_Prompt:_ Retype all the lines below word for word, with every number and mark unchanged.

_Records shown:_
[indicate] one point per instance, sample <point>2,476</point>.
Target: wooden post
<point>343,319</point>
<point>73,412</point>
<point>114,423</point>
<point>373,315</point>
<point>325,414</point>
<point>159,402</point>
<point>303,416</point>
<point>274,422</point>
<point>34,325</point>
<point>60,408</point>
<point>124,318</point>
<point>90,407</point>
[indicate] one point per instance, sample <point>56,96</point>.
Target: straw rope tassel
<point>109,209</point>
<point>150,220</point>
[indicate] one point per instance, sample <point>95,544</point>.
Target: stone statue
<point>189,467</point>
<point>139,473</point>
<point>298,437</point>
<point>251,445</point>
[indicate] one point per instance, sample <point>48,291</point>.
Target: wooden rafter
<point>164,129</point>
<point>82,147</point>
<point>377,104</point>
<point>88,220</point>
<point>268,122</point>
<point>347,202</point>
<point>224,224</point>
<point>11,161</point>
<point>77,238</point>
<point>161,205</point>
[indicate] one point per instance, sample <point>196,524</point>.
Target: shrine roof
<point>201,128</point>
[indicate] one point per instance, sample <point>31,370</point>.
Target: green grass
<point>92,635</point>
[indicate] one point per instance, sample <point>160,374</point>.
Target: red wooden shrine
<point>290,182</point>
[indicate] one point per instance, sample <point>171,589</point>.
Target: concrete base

_Solved problem:_
[indicate] one point per instance, sample <point>2,476</point>.
Target: wooden post
<point>343,319</point>
<point>73,412</point>
<point>114,423</point>
<point>373,315</point>
<point>325,414</point>
<point>159,402</point>
<point>303,416</point>
<point>274,422</point>
<point>34,325</point>
<point>60,408</point>
<point>124,318</point>
<point>90,407</point>
[indicate] one point per instance, sample <point>56,96</point>.
Target: straw rope tassel
<point>109,209</point>
<point>150,220</point>
[indicate] one point per instance, sample <point>95,544</point>.
Target: stone statue
<point>189,467</point>
<point>139,473</point>
<point>298,437</point>
<point>251,445</point>
[indicate] one point per instance, sample <point>48,291</point>.
Target: wooden rafter
<point>164,129</point>
<point>82,147</point>
<point>377,104</point>
<point>88,220</point>
<point>268,122</point>
<point>347,202</point>
<point>224,224</point>
<point>11,161</point>
<point>77,238</point>
<point>161,205</point>
[indicate] one point per instance, sample <point>196,524</point>.
Target: shrine roof
<point>201,128</point>
[indicate] one point per instance, sample <point>31,370</point>.
Target: green grass
<point>92,635</point>
[indicate] one point per instance, sample <point>160,374</point>.
Target: red wooden shrine
<point>290,182</point>
[indicate] one point per instance, sample <point>171,589</point>.
Target: concrete base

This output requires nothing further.